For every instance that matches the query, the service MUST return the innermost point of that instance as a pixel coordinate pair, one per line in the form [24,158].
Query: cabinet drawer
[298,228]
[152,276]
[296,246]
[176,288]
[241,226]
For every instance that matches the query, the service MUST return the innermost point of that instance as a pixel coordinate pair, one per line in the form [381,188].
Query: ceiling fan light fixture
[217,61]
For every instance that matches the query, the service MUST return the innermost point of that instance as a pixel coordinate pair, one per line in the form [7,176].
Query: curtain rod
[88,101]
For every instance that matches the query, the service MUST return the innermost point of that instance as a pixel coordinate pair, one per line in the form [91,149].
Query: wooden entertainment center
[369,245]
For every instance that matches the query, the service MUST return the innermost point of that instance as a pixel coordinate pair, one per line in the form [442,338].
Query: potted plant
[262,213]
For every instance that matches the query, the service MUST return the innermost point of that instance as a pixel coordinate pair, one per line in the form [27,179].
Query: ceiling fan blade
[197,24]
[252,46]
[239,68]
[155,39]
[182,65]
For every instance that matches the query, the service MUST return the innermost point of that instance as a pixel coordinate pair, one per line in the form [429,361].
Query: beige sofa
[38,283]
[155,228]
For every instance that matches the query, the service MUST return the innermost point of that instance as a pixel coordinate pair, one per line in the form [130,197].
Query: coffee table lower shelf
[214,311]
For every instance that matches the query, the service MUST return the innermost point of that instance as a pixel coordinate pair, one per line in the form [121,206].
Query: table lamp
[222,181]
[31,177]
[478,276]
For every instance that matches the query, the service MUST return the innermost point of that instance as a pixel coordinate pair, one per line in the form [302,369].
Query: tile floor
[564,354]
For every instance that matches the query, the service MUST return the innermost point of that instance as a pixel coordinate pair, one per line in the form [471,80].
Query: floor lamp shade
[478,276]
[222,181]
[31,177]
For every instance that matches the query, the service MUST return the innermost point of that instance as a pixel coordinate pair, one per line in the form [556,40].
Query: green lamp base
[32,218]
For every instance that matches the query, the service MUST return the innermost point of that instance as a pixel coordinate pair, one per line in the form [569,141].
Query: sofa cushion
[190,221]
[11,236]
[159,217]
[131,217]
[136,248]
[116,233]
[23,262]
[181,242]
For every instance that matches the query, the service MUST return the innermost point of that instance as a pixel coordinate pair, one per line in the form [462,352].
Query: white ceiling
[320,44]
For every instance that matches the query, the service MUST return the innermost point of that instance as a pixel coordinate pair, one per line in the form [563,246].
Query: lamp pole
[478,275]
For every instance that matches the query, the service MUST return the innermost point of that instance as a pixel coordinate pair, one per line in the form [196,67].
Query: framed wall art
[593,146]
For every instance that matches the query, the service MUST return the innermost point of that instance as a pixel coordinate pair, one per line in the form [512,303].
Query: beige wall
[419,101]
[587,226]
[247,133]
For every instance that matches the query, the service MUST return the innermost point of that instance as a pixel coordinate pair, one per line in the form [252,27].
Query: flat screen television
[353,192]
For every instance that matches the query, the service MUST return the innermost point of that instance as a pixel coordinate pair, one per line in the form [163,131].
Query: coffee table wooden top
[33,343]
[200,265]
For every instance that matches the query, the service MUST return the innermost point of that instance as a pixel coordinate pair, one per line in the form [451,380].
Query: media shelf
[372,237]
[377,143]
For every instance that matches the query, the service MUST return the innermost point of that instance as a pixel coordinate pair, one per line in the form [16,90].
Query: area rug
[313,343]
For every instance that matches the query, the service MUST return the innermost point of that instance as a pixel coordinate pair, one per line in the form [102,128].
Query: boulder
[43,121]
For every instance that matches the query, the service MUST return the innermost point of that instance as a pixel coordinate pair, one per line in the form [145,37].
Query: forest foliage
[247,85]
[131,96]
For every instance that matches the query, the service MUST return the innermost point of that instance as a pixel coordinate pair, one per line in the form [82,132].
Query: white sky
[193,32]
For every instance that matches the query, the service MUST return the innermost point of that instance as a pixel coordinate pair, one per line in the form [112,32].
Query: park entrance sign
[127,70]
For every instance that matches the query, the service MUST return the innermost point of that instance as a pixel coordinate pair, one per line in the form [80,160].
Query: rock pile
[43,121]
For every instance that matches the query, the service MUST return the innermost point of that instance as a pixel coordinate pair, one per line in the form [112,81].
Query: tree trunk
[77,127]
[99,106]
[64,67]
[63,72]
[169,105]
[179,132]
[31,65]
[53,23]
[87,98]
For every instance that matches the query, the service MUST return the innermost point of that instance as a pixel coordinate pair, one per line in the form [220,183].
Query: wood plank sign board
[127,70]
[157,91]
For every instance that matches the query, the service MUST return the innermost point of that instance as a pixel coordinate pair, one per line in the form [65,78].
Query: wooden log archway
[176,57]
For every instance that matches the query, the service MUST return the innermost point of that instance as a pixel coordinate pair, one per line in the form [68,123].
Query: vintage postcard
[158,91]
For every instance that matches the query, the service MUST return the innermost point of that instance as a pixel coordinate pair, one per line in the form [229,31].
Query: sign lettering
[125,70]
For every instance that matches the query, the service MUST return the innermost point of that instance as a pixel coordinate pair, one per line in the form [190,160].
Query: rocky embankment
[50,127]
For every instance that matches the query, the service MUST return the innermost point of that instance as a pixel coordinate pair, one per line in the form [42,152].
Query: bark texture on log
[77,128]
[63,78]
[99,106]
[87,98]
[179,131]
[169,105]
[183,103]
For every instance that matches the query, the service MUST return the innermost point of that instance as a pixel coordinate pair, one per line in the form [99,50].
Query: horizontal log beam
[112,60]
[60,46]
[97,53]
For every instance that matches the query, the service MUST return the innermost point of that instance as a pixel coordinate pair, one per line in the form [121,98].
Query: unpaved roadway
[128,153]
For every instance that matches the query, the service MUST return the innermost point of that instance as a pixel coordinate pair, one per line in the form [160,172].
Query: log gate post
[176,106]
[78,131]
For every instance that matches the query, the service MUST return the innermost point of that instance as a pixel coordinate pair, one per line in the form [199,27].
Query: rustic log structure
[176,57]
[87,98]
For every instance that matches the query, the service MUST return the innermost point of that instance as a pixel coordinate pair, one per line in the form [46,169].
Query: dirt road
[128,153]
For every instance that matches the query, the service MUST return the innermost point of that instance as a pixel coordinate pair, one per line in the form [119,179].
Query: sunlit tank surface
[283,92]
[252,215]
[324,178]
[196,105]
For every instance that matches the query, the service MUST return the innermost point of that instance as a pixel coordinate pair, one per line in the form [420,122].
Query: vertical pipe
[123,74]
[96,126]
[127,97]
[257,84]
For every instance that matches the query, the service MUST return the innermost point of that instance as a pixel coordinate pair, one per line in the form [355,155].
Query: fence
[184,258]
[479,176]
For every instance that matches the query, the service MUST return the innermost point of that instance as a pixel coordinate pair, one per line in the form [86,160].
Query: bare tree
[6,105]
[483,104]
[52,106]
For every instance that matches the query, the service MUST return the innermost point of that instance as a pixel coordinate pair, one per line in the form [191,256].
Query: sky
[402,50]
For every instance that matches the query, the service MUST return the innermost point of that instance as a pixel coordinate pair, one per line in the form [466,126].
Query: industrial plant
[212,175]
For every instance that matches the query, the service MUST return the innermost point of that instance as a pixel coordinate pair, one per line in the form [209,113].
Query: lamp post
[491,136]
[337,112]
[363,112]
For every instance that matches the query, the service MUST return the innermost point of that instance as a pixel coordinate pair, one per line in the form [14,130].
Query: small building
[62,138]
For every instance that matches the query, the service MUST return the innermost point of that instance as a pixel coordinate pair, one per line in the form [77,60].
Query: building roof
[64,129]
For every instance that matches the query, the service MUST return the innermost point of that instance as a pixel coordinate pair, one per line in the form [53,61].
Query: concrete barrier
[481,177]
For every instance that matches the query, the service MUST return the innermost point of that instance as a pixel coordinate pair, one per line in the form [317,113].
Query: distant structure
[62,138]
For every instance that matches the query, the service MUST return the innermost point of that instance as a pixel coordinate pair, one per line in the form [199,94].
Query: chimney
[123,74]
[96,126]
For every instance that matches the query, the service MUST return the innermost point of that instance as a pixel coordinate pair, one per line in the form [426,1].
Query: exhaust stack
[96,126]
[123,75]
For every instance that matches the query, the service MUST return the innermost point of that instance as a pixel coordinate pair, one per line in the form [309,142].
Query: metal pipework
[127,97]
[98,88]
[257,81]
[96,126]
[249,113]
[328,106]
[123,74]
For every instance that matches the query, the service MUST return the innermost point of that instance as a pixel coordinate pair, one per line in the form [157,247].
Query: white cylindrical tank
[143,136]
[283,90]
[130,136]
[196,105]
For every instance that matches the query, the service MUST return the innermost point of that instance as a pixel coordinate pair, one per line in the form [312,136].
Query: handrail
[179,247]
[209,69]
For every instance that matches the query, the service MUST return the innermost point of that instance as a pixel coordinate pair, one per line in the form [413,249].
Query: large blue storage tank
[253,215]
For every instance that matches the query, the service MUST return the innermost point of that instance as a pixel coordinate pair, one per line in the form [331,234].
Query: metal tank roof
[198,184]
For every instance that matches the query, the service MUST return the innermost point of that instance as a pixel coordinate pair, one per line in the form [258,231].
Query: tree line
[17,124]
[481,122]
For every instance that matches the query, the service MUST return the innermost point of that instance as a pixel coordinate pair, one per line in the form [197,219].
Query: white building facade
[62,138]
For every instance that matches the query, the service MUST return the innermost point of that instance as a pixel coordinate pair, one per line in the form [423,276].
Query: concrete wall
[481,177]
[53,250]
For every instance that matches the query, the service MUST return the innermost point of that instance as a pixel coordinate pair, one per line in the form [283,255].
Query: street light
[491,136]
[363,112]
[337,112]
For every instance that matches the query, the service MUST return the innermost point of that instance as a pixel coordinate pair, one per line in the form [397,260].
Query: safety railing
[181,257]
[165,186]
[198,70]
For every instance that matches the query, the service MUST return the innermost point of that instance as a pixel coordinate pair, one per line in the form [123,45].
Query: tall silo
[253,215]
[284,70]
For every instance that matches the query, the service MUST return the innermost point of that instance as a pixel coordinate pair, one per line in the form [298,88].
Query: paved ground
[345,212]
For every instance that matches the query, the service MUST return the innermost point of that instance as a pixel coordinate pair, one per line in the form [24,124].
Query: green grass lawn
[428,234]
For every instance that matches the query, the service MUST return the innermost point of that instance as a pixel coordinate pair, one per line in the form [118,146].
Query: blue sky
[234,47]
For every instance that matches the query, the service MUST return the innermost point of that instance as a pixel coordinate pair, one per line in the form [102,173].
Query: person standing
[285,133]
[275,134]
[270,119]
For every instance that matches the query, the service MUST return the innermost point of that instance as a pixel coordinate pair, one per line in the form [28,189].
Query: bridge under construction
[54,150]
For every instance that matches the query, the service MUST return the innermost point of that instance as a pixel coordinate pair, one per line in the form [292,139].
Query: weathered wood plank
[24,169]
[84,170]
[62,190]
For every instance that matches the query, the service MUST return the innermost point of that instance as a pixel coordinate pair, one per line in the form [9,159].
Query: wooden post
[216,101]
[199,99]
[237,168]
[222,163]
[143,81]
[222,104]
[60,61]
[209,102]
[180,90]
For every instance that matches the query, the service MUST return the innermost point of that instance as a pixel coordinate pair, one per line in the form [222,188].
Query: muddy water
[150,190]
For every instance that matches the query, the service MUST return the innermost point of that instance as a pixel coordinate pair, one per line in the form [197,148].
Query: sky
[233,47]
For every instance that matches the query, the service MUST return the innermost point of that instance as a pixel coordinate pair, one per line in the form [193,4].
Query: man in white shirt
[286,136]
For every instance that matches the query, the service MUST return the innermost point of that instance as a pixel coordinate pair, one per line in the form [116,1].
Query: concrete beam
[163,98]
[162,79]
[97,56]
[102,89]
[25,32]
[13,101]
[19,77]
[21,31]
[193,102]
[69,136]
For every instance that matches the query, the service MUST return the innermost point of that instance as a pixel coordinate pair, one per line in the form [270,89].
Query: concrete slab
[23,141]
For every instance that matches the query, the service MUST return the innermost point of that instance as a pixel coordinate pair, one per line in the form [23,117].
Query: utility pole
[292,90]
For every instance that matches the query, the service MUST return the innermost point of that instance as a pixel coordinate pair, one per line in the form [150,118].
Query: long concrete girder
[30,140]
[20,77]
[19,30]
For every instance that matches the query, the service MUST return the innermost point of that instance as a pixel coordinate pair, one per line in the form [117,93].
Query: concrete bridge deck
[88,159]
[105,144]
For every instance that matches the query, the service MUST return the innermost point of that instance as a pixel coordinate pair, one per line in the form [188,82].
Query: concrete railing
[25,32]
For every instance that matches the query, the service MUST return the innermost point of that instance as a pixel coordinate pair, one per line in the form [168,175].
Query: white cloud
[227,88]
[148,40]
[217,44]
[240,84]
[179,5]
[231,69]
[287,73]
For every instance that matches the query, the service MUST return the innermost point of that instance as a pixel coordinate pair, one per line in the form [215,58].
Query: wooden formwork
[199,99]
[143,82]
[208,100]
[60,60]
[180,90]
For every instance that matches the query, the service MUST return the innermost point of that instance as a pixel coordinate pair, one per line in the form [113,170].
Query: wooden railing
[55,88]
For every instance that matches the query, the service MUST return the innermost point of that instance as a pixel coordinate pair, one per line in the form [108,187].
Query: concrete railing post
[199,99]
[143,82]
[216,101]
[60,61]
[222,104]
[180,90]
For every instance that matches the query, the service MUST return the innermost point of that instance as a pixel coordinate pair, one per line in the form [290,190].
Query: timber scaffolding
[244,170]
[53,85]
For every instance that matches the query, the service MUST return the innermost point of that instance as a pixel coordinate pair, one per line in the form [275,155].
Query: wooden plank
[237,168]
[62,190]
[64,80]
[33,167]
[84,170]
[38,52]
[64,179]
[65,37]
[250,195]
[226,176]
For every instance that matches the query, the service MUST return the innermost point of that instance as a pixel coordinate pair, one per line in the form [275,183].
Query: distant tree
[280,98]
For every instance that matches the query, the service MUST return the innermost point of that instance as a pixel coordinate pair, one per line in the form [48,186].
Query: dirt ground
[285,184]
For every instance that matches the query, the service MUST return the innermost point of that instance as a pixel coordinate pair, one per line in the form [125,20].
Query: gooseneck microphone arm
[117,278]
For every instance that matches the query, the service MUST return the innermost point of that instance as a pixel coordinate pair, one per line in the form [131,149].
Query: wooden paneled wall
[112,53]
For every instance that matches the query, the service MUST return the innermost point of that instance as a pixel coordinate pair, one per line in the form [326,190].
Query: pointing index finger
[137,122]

* EXERCISE BRIEF *
Return exactly, and only, the line containing "the form [48,186]." and every line after it through the end of the material.

* WRITTEN RESPONSE *
For every instance that matches the query, the service MUST return the innermost point of that instance as a pixel coordinate pair, one per line in the form [48,186].
Query: dirt ground
[285,184]
For every instance that matches the query, the service MUST return the innermost point of that instance as a pixel coordinate pair, one per line in the form [125,20].
Query: gooseneck microphone arm
[117,278]
For every instance that matches the query, the service MUST return the innermost point of that instance as a pixel coordinate pair, one per line in the form [131,149].
Query: wooden paneled wall
[112,53]
For every instance that matches the query, the service MUST return the innermost point of that instance as a pixel coordinate pair, one per line in the form [326,190].
Query: pointing index finger
[137,122]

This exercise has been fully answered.